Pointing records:
--------------------------------
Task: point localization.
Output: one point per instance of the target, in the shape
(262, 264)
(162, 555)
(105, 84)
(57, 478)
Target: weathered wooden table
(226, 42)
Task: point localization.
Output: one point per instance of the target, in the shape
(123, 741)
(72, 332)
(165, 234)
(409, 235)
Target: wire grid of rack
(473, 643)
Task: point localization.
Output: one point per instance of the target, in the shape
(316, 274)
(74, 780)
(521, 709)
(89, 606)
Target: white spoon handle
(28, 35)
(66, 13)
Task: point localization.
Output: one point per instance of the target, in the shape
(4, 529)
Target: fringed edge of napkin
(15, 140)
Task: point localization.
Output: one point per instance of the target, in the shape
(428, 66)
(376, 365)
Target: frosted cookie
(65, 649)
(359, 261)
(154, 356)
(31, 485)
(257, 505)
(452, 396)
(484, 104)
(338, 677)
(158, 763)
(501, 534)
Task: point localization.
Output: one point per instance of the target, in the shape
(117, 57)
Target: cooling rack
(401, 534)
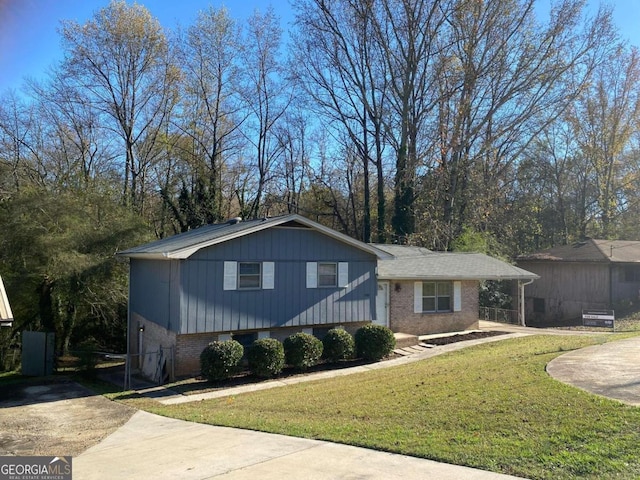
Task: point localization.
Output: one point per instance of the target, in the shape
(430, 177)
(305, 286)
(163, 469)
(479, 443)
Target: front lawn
(492, 407)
--------------------------------
WHAT YOU WILL DO>
Pictures are to be left out; the records above must be repeated word for word.

RESULT BELOW>
Task: point localization.
Output: one point per instance of the target, in the shape
(262, 264)
(162, 555)
(105, 84)
(57, 478)
Target: weathered wooden table
(226, 42)
Task: point localization.
Output: one point per instance of the target, in the shape
(123, 741)
(72, 332)
(165, 234)
(409, 235)
Target: wire grid of rack
(473, 643)
Task: point localization.
Output: one point per instance of the target, in the shape
(316, 274)
(74, 780)
(521, 709)
(89, 606)
Target: white spoon handle
(28, 35)
(66, 13)
Task: point localization.
Output: one point per instance of the target, in the shape
(4, 529)
Target: fringed edge of napkin
(15, 140)
Task: point localization.
Output: one point per instance of the target, in the shape
(428, 66)
(376, 365)
Target: frosted cookie
(65, 649)
(359, 261)
(154, 356)
(31, 485)
(257, 505)
(452, 396)
(484, 104)
(338, 677)
(158, 763)
(501, 534)
Task: point localization.
Output: one point per instance of the target, in the shape
(117, 57)
Target: cooling rack
(401, 534)
Task: point localization.
Output: one point per instance of the target, in the shape
(430, 177)
(305, 286)
(163, 469)
(479, 443)
Target: front lawn
(492, 407)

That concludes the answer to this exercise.